AANGELEVERDE TEKST:
•••

Hoofdstuk 1: 1.1, 1.3, 1.4 & 1.6 & schema blz 53
Individuele arbeidsrecht: arbeidsrelatie tussen individuele werkgever en werknemer. De
belangrijkste bronnen zijn de wet, de cao en de individuele arbeidsovereenkomst.
Onder het collectieve arbeidsrecht valt:
- Wet CAO
- Wet AVV
- WOR
Er zijn bepalingen van dwingend recht, maar ook semi-dwingend recht. Sommige zijn ook
driekwart dwingend recht. Je kan bijvoorbeeld in de cao dan afwijken van de wet.
Een cao is een arbeidsvoorwaardenregeling. Het geldt dan ook voor grotere groepen.
Bedrijfstak-cao: cao die geldt voor een gehele bedrijfstak, zoals metaalindustrie
Ondernemings-cao: geldt alleen voor een specifieke onderneming.
Concern-cao: geldt voor Philips en Shell
De meeste cao’s zijn minimum-cao’s; je mag hier niet naar beneden van afwijken, maar wel
naar boven. Als er sprake is van een standaard-cao dan mogen werkgever en werknemer
gunstigere noch ongunstige afspraken maken.
Als je wil weten onder welke cao een werknemer valt, moet je kijken naar de
werkingssfeer. → kijken naar het begrip ‘werkgever’.
Cao-bepalingen werken door in de arbeidsovereenkomsten als de werkgever en
werknemer beiden lid zijn van een contracterende cao partij. → dan zijn ze
gebonden. Ook moeten ze beide betrokken zijn, dus onder de werkingssfeer
passen. Als ze beide gebonden zijn maar iets afspreken wat in strijd is met de
cao, is dit nietig.
De looptijd van een cao ligt meestal tussen de één en twee jaar. Als de tijdsduur is
verstreken komt er een nieuwe. In de tussentijd geldt de oude. Nu kunnen de partijen weer
in overleg. Er geldt dus naleving van de oude cao.

•••

AANGELEVERDE GEGEVENS:
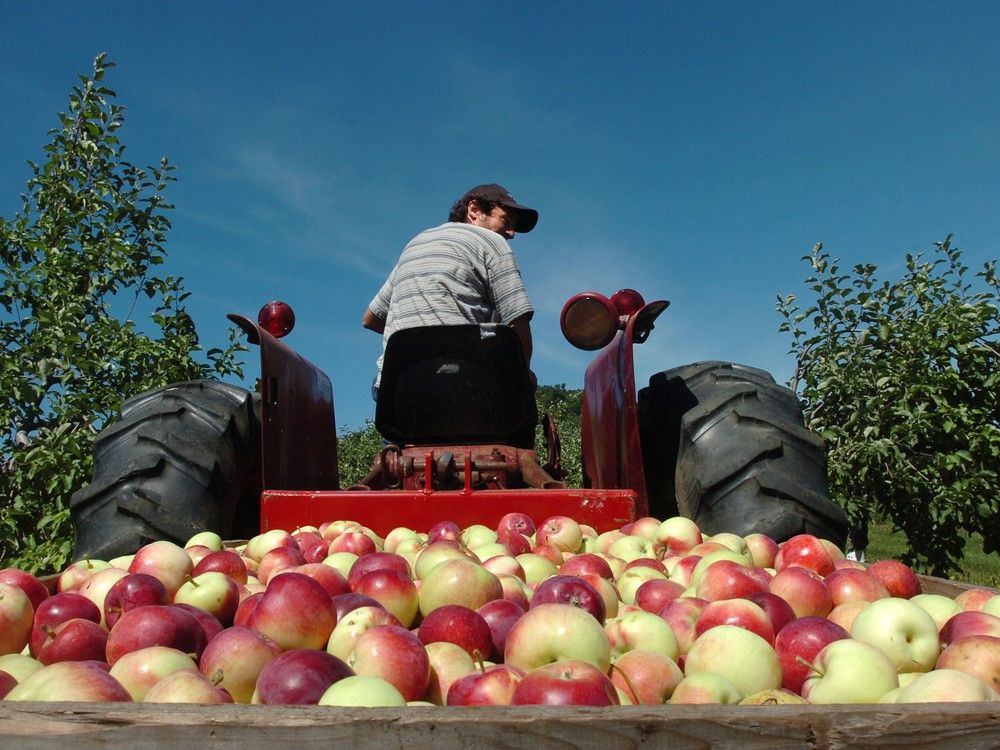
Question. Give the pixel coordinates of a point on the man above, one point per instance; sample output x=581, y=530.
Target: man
x=461, y=272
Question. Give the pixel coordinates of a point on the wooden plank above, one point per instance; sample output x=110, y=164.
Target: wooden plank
x=82, y=726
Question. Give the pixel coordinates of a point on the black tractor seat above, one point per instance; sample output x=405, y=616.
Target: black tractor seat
x=456, y=385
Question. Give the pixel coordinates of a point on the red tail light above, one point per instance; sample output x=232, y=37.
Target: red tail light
x=627, y=301
x=276, y=318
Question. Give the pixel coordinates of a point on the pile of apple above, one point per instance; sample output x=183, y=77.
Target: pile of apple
x=652, y=613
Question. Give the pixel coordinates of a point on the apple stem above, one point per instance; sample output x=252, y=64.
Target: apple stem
x=806, y=662
x=628, y=682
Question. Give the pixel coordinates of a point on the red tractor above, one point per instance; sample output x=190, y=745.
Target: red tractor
x=720, y=443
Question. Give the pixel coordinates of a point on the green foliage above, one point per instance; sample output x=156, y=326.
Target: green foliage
x=357, y=449
x=900, y=378
x=78, y=262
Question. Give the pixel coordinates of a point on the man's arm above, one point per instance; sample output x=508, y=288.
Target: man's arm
x=373, y=322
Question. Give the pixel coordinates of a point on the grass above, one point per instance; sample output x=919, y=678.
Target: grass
x=977, y=566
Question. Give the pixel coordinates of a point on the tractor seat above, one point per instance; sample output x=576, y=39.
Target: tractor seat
x=456, y=385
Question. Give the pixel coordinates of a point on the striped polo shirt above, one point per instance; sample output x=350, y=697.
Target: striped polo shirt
x=453, y=274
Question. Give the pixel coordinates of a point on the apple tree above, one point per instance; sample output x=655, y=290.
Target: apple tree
x=85, y=319
x=900, y=378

•••

SCHRIFTELIJKE OPDRACHT 1:
Klopt elke uitspraak hieronder volgens de tekst over arbeidsrecht? Geef per uitspraak ja of nee en citeer de woorden uit de tekst die het bepalen.
(a) Een cao loopt meestal één tot twee jaar.
(b) Bij een minimum-cao mag je naar beneden afwijken.
(c) Een ondernemings-cao geldt voor een hele bedrijfstak.
SCHRIFTELIJKE OPDRACHT 2: Neem uit de gegevens woord voor woord het stuk over vanaf de regel met "Question. Give the pixel coordinates of a point on the pile" tot en met de regel met "x=628, y=682".

VOLLEDIG ANTWOORD 1:
(a) Ja: "De looptijd van een cao ligt meestal tussen de één en twee jaar."
(b) Nee: "je mag hier niet naar beneden van afwijken, maar wel naar boven."
(c) Nee: "Ondernemings-cao: geldt alleen voor een specifieke onderneming."

VOLLEDIG ANTWOORD 2:
Question. Give the pixel coordinates of a point on the pile of apple above, one point per instance; sample output x=183, y=77.
Target: pile of apple
x=652, y=613
Question. Give the pixel coordinates of a point on the apple stem above, one point per instance; sample output x=252, y=64.
Target: apple stem
x=806, y=662
x=628, y=682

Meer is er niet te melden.